# WHAT YOU ARE ASKED TO DO:
Repeat precisely the span of lines below that opens with the line containing "Target: countertop ledge" and closes with the line containing "Target: pink paper heart", both included.

# RAW DATA:
━━━━
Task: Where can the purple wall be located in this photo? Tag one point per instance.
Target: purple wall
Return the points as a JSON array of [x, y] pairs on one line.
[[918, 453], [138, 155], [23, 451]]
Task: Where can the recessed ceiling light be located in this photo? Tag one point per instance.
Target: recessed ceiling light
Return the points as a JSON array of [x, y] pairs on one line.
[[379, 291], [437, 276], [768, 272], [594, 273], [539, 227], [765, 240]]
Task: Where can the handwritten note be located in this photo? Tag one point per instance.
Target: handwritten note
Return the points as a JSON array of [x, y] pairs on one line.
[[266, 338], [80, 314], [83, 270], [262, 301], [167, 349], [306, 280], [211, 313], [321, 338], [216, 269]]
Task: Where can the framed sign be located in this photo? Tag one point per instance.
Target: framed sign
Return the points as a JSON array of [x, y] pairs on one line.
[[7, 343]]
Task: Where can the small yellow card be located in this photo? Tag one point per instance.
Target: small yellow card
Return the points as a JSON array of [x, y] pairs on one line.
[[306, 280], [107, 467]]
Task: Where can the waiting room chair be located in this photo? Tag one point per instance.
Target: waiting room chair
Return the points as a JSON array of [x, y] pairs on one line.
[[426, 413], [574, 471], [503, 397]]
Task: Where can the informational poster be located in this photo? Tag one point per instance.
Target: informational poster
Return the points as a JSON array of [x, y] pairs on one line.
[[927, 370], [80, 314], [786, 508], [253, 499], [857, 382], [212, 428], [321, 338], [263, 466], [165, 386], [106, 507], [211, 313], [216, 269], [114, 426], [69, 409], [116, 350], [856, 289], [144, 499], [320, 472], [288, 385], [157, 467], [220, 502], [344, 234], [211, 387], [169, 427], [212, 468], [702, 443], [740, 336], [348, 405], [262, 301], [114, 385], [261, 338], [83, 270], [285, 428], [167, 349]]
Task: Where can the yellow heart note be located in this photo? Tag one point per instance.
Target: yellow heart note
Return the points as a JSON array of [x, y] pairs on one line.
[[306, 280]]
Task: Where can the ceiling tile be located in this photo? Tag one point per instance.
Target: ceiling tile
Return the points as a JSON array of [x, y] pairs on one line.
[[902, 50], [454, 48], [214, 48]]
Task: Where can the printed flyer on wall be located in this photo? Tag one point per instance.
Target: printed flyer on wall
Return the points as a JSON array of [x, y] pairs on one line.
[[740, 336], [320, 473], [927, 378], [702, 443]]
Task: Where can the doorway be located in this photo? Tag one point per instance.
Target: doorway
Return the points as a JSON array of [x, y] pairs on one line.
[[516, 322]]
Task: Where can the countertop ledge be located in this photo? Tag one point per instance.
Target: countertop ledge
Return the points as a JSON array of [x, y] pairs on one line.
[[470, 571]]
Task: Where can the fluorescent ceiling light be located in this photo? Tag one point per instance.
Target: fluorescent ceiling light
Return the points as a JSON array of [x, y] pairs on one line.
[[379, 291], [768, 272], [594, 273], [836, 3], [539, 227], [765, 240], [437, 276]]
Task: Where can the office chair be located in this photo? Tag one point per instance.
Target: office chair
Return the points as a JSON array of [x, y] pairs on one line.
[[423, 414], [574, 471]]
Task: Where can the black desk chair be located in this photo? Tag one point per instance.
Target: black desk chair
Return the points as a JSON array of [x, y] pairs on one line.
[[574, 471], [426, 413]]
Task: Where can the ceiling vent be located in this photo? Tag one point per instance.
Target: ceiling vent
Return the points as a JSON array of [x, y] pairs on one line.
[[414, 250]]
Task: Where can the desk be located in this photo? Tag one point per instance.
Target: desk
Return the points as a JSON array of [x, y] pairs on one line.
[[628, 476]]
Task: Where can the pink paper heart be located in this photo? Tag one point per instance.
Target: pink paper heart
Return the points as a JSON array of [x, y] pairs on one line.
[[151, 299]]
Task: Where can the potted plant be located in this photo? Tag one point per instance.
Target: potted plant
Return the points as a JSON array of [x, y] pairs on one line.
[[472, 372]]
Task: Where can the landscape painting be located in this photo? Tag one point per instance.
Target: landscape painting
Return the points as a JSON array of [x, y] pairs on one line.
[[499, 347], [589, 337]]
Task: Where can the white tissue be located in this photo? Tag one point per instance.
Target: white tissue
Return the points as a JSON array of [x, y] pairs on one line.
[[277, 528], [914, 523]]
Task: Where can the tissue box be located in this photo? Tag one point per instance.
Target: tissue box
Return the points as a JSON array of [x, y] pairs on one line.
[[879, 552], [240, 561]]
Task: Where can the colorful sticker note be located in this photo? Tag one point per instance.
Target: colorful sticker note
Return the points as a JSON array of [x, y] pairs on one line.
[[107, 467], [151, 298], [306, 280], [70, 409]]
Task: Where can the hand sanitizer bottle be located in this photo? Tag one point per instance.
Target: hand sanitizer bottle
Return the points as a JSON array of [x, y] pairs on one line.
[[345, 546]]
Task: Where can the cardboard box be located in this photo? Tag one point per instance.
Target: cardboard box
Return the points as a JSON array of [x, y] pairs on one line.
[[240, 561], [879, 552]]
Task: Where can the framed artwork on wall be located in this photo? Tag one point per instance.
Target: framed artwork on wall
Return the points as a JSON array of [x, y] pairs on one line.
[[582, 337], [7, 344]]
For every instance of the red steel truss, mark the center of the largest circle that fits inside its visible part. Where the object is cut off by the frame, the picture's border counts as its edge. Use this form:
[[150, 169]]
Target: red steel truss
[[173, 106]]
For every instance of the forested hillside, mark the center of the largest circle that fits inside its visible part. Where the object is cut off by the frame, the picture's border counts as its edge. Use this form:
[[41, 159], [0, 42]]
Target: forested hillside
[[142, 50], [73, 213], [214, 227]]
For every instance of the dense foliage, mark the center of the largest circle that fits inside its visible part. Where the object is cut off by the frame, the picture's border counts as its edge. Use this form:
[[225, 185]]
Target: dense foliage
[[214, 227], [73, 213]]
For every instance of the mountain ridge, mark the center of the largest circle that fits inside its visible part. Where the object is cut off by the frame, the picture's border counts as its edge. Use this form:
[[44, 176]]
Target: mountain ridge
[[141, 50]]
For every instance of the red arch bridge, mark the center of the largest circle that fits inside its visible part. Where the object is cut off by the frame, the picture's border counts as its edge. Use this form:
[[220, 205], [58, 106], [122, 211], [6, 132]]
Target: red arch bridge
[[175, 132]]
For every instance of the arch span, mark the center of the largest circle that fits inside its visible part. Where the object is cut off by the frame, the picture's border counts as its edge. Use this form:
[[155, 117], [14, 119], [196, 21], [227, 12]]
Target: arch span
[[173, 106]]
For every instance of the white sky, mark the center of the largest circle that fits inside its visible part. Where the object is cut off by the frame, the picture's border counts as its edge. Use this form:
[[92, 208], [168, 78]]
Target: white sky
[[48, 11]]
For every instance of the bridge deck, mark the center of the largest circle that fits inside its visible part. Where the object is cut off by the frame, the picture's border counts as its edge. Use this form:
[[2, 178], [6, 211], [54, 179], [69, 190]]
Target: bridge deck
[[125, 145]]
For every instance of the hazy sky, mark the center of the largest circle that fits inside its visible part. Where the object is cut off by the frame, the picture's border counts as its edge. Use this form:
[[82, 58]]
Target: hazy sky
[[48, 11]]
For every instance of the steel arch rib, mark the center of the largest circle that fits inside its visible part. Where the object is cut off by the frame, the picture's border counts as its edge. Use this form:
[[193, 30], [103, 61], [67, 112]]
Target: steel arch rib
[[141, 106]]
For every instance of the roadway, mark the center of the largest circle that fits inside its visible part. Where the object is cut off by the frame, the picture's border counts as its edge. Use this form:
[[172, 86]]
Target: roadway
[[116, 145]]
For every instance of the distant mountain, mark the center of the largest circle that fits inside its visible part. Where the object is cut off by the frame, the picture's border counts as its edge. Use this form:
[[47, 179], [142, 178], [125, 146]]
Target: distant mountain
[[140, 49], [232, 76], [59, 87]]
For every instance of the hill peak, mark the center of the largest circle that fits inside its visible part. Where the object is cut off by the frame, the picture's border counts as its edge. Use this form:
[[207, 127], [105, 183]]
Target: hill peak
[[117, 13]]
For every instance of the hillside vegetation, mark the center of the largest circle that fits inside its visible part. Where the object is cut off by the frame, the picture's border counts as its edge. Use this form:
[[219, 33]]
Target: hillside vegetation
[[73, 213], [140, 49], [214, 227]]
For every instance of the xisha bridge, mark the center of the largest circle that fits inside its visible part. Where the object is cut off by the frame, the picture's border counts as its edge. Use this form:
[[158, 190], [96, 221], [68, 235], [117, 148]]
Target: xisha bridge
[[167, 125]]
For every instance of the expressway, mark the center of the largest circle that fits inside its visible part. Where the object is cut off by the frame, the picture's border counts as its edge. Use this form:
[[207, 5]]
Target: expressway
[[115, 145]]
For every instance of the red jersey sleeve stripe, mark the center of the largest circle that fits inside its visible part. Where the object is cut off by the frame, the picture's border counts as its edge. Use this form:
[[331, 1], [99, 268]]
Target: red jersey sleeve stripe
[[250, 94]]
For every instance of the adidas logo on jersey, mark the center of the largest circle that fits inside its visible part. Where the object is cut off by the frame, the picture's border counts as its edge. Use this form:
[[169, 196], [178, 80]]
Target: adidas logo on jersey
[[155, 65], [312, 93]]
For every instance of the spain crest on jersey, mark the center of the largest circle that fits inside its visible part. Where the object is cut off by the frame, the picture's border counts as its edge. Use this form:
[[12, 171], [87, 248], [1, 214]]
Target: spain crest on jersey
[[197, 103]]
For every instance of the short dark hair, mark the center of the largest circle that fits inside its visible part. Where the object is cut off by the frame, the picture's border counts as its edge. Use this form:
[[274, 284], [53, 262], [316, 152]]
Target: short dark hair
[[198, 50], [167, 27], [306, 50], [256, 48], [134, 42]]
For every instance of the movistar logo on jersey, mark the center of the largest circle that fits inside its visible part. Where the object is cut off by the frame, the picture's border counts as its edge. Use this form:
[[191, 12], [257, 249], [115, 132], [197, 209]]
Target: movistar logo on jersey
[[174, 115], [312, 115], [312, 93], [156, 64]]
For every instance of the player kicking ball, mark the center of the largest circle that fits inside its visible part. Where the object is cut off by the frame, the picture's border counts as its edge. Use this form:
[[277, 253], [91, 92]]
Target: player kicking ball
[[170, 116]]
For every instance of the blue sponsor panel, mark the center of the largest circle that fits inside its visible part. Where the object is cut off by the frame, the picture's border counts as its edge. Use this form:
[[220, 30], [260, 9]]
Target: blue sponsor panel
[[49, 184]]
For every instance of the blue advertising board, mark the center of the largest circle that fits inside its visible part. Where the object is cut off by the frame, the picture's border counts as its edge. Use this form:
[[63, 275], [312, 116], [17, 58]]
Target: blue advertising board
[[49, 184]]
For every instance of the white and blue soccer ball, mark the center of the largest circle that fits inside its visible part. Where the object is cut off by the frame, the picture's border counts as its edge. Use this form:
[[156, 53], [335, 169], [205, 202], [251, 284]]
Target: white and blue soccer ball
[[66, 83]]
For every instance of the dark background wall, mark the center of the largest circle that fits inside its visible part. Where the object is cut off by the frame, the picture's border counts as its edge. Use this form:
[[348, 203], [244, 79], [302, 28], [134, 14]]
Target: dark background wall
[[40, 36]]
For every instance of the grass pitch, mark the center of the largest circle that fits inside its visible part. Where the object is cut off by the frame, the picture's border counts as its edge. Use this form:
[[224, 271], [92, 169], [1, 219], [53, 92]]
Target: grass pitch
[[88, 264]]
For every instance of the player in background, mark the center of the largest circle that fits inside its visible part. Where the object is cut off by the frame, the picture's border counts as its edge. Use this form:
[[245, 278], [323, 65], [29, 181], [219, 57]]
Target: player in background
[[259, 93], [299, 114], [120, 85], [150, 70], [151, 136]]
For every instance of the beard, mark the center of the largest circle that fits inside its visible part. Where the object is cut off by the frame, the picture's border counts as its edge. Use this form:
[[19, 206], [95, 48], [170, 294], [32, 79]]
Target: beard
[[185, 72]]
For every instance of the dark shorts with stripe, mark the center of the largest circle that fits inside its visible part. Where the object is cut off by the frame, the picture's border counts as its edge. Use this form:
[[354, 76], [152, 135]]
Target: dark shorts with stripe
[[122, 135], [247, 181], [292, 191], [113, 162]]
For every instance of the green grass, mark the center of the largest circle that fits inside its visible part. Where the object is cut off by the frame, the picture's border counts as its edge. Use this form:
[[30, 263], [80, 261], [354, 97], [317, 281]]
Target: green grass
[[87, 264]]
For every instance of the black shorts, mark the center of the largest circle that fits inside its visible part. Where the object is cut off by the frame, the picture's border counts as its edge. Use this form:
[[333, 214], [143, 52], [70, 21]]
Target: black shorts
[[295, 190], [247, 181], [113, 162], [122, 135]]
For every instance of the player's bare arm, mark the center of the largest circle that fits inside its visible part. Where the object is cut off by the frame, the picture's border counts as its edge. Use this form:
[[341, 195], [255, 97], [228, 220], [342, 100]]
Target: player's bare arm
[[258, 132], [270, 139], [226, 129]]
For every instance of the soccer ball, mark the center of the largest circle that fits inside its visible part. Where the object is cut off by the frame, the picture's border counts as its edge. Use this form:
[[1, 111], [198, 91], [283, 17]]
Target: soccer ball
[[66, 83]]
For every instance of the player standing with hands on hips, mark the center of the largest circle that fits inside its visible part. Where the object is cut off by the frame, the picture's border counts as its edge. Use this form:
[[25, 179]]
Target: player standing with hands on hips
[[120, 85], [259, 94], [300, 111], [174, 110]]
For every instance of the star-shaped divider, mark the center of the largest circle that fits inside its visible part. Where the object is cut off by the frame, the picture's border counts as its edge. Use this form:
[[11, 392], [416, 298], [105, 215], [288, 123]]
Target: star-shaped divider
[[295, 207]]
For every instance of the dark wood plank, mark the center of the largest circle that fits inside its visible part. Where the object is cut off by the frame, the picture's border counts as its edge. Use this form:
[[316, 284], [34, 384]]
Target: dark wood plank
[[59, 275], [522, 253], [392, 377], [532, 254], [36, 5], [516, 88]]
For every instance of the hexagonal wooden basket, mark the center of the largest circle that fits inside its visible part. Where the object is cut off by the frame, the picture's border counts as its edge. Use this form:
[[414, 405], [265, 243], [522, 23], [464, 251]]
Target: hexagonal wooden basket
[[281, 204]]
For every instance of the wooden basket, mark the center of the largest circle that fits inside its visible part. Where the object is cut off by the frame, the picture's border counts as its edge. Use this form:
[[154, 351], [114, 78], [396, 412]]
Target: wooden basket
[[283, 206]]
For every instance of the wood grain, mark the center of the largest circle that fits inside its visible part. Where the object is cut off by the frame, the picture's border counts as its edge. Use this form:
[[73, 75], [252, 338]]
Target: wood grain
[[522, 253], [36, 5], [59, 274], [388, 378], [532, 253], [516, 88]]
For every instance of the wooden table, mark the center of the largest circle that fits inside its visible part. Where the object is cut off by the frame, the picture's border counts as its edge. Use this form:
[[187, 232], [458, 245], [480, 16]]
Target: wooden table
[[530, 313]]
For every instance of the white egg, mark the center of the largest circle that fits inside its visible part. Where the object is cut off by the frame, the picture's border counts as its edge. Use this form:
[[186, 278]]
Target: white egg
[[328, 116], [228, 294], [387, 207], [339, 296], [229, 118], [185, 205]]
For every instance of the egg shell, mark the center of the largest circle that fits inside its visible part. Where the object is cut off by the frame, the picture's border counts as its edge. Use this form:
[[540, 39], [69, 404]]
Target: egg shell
━━━━
# WORKED SOLUTION:
Target: countertop ledge
Return the points as a JSON array of [x, y] pairs on one line.
[[470, 571]]
Task: Where can the fluorescent ceiling light be located in this photo? Tag one point per instance.
Target: fluorescent ceiling light
Return the points as a JSON array of [x, y] pairs on one line.
[[379, 291], [768, 272], [594, 273], [836, 3], [539, 227], [765, 240], [437, 276]]
Task: Where can the office chair be located in this photo? Tag one point per instance.
Target: office chair
Return the points as a JSON array of [x, y] pairs on one line.
[[423, 414], [574, 471]]
Task: Where can the black desk chair be located in this photo? Tag one point per instance.
Target: black desk chair
Return the points as a JSON array of [x, y] pairs on one line.
[[574, 471], [426, 413]]
Task: Where can the ceiling vent be located in this photo? Tag one point per instance.
Target: ceiling vent
Return the points as a JSON array of [x, y] pairs on one line.
[[414, 250]]
Task: Where can the desk be located in this photo? Tag one point per instance.
Target: desk
Return the points as a JSON array of [x, y] pairs on one line.
[[628, 476]]
Task: Where can the pink paper heart be located in this photo? Tag one point per instance.
Target: pink paper heart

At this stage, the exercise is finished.